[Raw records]
+===+

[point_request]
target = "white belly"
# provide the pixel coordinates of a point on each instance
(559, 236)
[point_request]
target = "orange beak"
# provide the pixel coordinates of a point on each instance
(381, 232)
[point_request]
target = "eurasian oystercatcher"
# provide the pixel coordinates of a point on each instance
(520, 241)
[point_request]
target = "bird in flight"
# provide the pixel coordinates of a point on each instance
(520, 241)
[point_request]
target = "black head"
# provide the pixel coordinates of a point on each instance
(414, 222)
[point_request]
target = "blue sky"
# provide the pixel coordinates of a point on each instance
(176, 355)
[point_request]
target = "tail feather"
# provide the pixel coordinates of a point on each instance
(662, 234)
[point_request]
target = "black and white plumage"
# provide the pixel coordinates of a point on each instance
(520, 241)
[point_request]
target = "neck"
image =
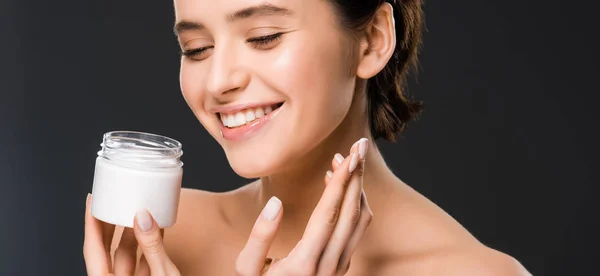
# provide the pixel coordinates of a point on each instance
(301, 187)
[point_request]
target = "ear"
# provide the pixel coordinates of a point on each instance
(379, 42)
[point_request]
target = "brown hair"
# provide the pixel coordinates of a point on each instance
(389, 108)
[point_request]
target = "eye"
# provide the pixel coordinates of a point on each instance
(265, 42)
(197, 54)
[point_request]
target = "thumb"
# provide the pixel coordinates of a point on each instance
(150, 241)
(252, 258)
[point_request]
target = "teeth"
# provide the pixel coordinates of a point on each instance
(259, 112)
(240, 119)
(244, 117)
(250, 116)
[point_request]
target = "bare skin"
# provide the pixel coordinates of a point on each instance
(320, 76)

+===+

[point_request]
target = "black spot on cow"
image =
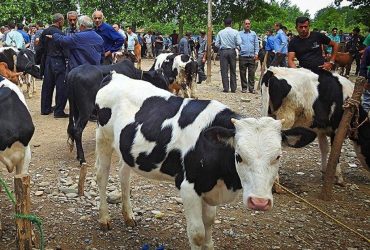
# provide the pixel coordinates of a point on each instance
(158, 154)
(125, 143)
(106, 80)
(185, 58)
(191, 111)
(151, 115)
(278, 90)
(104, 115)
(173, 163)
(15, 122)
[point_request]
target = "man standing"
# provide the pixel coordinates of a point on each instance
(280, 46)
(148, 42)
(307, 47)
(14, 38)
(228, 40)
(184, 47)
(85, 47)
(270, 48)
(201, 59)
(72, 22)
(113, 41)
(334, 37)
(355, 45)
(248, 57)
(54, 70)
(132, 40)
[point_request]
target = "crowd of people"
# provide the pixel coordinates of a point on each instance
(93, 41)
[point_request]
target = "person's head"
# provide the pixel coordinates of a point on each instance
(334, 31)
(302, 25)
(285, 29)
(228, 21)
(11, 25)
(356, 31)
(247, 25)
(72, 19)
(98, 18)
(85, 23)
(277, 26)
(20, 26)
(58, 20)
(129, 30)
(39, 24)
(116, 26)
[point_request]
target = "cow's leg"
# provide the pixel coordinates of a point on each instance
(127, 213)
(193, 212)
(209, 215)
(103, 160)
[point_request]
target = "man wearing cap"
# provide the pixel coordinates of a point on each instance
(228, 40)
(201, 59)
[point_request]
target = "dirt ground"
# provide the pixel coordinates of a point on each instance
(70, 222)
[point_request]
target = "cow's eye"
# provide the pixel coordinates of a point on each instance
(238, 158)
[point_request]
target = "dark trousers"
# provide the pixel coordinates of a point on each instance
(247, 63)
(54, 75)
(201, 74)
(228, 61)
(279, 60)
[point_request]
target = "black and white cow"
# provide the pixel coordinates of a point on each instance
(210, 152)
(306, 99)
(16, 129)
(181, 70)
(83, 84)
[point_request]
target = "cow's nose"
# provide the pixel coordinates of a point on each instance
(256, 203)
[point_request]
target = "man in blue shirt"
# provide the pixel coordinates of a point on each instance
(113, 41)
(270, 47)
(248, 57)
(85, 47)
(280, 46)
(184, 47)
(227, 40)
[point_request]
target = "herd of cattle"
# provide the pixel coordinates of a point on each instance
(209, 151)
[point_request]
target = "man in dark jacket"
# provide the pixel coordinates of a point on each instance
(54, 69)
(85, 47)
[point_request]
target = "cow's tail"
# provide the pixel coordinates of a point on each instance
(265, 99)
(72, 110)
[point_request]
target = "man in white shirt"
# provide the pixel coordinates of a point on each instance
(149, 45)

+===+

» **SET PROBLEM**
Locate every line in the entries above that contains the word "shirt", and copy each of those lines. Case counts.

» **RESULT**
target = "man in blue shirt"
target = "man in white shirt"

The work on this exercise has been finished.